Referring expression pointing data:
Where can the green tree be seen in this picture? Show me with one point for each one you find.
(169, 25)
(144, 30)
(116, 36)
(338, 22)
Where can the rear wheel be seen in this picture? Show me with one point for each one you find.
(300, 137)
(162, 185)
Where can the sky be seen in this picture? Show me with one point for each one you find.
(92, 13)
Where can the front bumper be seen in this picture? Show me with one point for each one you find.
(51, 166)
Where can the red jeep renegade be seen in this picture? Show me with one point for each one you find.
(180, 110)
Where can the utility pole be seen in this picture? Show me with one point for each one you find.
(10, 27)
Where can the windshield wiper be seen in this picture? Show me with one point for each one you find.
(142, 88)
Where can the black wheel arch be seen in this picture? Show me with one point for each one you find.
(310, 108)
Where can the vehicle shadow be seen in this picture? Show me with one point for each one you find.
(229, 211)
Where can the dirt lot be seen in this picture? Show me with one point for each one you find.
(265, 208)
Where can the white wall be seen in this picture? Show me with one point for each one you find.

--- Your task ---
Copy each entry exactly, leaving every line as it is.

--- Task response ---
Where can the green tree be seen in this picture? Show me with one point for each one you find.
(169, 25)
(144, 30)
(116, 36)
(338, 22)
Where can the rear wheel be seen in this picture? Show me with one point for each one you find.
(300, 137)
(162, 185)
Where can the sky be seen in this picture? Show me with one point for each one you find.
(92, 13)
Where can the front bumper be seen in this picture? Show me with one point for each one you find.
(51, 166)
Where can the red jeep renegade be seen in this picture? Show me with one point for each one you find.
(180, 110)
Where can the utility pole be seen in this picture? Show me with one point for each one you find.
(10, 27)
Where can the windshield wiper be seen in this picture? Show me with one point for each one you find.
(142, 88)
Where can the black wheel arch be seen in this picture? Show me with one point for each one you find.
(310, 108)
Where can the vehicle shadow be seen in this picture? Show me with one point for each one you find.
(229, 211)
Where can the dirt lot be seen in this picture? Show me with one point for each one you find.
(265, 208)
Where can the white wall be seen in this picture? Show me with one point for each one you find.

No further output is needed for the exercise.